_EXERCISE TEXT:_
AI generated Bill Gates eating Windows 95 (I don't actually hate Bill Gates) |
The hype surrounding Large Language Models (LLMs) like OpenAI's ChatGPT, Microsoft's Bing Chat, Google's Bard is currently at a fever pitch. People are convinced we're at the dawn of a new era for humanity. Some people think we're on the brink of unlocking true artificial intelligence.
A few ex-colleagues of mine were at dinner with Bill Gates recently and when asked about ChatGPT, he (according to my colleagues) declared, "ChatGPT 6 will be smarter than me".
Let me reductively react so as to inspire you to keep reading: "Bullshit! The man is talking nonsense."
Unless something major happens to alter the current trajectory of LLM development, then I say they are nothing more than a party trick that, like Crypto, NFTs, and Tesla's self-driving, will be the butt of jokes before we know it.
Bold statement? Here's a five step argument for why I think Bill Gates is an idiot, and why ChatGPT isn't getting smart any time soon...
1. LLMs are stupid... literally
Yes, most readers will be aware of this already, but let's start at the beginning to ensure we cover everything: Large Language Models (like ChatGPT) don't understand the words they use.
No, before you ask... they don't understand some words. No, they don't have the basics of knowledge in some domains. They literally do not understand anything they're saying. As Noam Chomsky points out, LLMs perform just as well (if not better) with impossible languages as they do with real ones. That's how little they understand.
The best way to think of LLMs is of them being "autocomplete" on steroids. They look at previous words in a sentence and guess at what word should come next. That's it.
This means they cannot learn or understand anything.
To really hammer this important point home, let's use a real example to illustrate it:
ChatGPT (or any LLM) can explain he rules of chess to you and sound very knowledgeable. What's more, if you ask it to play a game with you, it will make some strong opening moves and seem as though it's actually understanding the game. However at some point it will start making irrational moves: Bishops will move vertically, pieces will move through other pieces, etc.
This is because, despite being trained on the rules of chess, it does not (and cannot) understand them.
2. They are prone to 'hallucinations'
So, as a direct result of LLMs not being able to understand the words they use, they are incapable of knowing what's true and what's false. This is why they lie (or 'hallucinate', to use the technical term).
ChatGPT, for example, lies a not insignificant amount of the time... whether you know it or not.
This is a very simple concept to understand, so let's not spend too much time discussing it. I'll just make a quick example to illustrate how easy it is to generate a hallucination.
The follow text was generated by ChatGPT-3.5 after I asked it to talk about the scene where Lorraine punches Biff in the classic 80s movie, Back to the Future:
The scene where Lorraine Baines punches Biff Tannen in "Back to the Future" is a pivotal moment in the movie. It takes place during the "Enchantment Under the Sea" dance in 1955, which is a crucial event for the characters' timelines.
In this scene, Biff, who is portrayed as a bully and antagonist, attempts to force himself on Lorraine, Marty McFly's mother. He corners Lorraine in a car parked outside the dance, making unwanted advances and attempting to kiss her. Lorraine, initially confused and uncomfortable, eventually realizes Biff's true intentions and decides to take matters into her own hands.

_SUPPLIED ENTRIES:_
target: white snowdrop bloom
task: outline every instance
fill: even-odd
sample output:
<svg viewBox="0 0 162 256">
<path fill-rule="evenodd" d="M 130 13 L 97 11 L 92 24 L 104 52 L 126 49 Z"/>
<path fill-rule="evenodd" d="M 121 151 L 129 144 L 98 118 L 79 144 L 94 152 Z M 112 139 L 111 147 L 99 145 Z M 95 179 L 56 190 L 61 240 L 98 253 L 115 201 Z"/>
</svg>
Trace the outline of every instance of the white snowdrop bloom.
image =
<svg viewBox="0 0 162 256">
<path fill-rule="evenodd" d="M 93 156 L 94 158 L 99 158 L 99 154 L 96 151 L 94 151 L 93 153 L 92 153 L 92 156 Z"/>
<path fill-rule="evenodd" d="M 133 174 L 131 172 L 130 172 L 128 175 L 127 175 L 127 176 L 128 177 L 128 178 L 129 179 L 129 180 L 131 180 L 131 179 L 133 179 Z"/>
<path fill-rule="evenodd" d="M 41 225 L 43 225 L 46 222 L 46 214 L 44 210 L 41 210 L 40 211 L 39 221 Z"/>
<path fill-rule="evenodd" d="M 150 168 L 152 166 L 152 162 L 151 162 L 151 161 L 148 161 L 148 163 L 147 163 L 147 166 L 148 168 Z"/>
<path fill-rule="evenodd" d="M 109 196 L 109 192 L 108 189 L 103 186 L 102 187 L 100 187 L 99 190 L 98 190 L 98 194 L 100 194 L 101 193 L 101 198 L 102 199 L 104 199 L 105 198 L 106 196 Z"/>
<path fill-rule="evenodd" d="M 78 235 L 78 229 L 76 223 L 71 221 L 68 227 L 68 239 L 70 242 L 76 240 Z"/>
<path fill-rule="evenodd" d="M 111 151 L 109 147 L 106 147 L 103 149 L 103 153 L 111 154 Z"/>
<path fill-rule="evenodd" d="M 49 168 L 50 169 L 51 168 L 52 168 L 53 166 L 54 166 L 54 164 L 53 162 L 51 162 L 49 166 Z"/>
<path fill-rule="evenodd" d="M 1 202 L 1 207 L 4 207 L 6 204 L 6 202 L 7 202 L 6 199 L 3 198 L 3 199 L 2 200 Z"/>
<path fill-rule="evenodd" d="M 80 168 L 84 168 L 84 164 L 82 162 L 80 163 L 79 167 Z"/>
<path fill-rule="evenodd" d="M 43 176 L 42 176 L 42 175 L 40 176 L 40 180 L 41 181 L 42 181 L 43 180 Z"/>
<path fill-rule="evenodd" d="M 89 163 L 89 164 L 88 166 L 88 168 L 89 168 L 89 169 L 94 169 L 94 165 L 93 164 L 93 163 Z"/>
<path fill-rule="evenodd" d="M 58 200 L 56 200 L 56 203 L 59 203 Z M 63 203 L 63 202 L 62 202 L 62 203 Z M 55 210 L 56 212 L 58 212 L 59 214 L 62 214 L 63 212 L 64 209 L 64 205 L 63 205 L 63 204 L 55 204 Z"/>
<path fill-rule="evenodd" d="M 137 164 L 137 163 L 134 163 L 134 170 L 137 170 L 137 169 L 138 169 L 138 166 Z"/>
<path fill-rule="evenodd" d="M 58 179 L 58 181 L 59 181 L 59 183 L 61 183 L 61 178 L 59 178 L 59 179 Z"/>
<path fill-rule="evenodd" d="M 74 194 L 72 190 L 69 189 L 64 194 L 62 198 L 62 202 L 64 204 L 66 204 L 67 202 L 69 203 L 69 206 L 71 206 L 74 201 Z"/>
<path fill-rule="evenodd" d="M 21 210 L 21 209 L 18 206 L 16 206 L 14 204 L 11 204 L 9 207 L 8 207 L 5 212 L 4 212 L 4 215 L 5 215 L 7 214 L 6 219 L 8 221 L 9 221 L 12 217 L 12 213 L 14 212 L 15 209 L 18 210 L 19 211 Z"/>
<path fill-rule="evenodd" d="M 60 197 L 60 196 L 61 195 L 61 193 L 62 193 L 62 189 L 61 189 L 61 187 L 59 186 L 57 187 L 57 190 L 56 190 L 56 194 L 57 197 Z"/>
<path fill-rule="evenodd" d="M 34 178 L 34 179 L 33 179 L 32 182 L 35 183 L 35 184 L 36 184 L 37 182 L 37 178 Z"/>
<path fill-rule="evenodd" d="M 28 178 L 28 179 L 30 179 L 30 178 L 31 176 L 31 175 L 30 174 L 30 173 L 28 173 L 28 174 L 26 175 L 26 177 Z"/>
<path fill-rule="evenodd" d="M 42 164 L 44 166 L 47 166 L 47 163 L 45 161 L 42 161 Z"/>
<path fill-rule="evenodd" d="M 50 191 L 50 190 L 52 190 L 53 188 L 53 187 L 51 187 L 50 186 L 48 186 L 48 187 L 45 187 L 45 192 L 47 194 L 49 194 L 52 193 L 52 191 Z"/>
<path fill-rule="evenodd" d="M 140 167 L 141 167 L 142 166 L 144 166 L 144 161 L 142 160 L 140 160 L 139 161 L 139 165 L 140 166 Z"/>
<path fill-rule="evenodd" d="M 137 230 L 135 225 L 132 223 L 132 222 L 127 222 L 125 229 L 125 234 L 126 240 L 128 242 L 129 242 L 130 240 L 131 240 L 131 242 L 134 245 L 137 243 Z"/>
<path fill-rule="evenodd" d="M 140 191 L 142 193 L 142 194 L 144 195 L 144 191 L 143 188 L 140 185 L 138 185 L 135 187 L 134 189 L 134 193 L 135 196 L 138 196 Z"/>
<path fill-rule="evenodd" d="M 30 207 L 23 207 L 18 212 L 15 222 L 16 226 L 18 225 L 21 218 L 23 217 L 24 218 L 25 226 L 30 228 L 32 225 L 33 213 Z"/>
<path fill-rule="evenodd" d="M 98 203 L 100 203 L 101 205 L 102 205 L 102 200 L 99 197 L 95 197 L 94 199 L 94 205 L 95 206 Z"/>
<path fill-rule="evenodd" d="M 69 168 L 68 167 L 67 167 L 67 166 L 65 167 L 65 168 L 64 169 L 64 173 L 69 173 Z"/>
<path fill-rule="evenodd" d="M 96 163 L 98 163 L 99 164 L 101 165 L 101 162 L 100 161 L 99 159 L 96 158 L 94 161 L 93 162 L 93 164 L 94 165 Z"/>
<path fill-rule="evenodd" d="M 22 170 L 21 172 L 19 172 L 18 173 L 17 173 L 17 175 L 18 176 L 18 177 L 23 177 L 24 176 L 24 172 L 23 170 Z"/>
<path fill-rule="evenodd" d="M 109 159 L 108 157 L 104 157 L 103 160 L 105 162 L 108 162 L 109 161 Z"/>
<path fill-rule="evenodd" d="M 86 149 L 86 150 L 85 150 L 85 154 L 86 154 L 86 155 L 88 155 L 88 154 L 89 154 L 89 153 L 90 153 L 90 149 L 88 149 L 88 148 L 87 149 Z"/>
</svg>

_REQUIRED ACTION:_
Decide whether each statement agrees with the LLM article, answering yes or no and quoting the words of the article that settle it. (a) The author says LLMs guess the next word by looking at previous words in a sentence. (b) The author heard Bill Gates's remark about ChatGPT in person at the dinner. (c) In the chess example, the author says an LLM keeps making legal moves for the whole game.

_REPLY TO THE EXERCISE:_
(a) Yes: "They look at previous words in a sentence and guess at what word should come next."
(b) No: "A few ex-colleagues of mine were at dinner with Bill Gates recently and when asked about ChatGPT, he (according to my colleagues) declared"
(c) No: "However at some point it will start making irrational moves"